**PROBLEM STATEMENT:** In the listing below, locate the line containing "Could you spot the wood stove"; reproduce that line and all lines that follow it, unchanged.

**DATA SUPPLIED:**

***

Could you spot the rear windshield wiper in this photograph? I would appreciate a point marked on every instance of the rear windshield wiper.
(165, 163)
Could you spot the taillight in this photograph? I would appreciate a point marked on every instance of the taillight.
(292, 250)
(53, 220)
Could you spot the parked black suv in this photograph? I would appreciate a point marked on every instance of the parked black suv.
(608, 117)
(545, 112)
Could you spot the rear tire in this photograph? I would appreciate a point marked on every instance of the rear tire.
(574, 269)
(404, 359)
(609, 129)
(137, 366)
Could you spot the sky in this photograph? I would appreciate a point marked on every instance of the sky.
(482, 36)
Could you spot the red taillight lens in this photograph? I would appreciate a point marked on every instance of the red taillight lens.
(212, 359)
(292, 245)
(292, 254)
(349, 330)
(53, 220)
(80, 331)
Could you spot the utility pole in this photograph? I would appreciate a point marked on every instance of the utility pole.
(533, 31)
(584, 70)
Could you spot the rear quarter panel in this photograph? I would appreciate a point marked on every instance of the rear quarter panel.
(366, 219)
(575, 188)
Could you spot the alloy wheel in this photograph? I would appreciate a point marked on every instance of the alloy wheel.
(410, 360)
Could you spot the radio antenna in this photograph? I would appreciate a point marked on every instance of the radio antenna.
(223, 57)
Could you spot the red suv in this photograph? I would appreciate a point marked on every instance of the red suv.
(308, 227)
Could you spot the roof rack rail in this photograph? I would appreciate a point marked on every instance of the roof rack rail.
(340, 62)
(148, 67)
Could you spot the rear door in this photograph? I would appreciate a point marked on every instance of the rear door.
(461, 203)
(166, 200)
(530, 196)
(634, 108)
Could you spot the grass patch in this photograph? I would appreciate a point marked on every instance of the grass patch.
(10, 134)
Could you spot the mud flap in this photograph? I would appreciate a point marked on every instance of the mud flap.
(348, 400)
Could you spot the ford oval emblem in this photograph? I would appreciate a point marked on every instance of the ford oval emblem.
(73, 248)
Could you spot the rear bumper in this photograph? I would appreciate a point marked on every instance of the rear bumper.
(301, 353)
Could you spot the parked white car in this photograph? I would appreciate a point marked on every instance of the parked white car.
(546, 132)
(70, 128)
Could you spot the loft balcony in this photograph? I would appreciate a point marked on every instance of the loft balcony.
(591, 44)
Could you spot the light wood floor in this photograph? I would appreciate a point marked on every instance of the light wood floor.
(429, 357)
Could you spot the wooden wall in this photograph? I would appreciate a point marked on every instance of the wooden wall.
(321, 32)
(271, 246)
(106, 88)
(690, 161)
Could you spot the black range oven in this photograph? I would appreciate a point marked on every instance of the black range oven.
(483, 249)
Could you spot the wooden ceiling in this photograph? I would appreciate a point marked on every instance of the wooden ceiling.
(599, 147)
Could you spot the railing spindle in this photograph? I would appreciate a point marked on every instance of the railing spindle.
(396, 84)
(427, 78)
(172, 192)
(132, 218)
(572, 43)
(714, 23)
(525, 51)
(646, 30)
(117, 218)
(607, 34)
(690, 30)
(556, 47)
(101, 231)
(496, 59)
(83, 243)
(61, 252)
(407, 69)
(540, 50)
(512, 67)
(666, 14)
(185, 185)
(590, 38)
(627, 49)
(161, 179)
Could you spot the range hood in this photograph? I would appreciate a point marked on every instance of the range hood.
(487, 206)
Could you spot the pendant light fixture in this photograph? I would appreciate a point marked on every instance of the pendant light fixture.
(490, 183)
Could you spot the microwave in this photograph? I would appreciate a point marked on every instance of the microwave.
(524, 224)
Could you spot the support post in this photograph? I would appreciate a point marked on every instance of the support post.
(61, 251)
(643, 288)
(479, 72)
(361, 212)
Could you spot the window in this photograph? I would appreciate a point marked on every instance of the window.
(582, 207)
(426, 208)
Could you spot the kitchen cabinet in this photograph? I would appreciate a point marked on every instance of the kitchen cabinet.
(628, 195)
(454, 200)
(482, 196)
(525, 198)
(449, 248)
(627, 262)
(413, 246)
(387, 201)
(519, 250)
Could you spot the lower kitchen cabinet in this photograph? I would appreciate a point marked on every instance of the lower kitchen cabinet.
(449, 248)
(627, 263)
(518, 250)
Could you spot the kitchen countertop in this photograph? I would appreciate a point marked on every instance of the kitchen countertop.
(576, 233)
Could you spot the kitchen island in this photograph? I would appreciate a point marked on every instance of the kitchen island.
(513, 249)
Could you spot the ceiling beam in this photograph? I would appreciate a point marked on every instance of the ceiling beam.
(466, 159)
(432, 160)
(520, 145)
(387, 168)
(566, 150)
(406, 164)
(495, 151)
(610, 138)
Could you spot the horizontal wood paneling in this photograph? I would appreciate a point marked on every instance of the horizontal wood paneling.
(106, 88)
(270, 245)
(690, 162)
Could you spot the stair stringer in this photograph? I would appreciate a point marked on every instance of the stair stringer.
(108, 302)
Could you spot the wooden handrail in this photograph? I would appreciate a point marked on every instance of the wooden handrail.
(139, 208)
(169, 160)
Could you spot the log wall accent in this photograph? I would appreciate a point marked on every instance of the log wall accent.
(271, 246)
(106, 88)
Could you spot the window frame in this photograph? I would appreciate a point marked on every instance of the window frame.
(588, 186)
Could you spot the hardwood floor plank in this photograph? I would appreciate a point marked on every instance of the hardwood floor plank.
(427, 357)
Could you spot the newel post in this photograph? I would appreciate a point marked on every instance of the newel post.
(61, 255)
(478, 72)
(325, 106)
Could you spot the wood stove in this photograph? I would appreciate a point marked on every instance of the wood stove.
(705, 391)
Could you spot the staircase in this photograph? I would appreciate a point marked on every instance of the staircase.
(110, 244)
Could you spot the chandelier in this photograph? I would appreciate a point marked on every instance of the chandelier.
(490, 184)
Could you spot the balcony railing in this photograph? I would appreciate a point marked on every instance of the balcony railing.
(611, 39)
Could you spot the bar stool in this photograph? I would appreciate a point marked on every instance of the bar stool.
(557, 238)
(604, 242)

***

**TASK OUTPUT:**
Could you spot the wood stove in this photograph? I would appreciate a point marked on every instance of the wood stove.
(705, 391)
Could you spot the staircase in this photograph? I would appreciate a point marked on every instance of the staircase.
(110, 244)
Could you spot the chandelier in this photograph? I would appreciate a point marked on every instance of the chandelier.
(490, 184)
Could you spot the balcony railing in this photograph? I would appreciate a point marked on every instance of the balcony railing.
(611, 39)
Could you spot the bar stool in this photograph? I would appreciate a point marked on every instance of the bar stool.
(557, 238)
(604, 242)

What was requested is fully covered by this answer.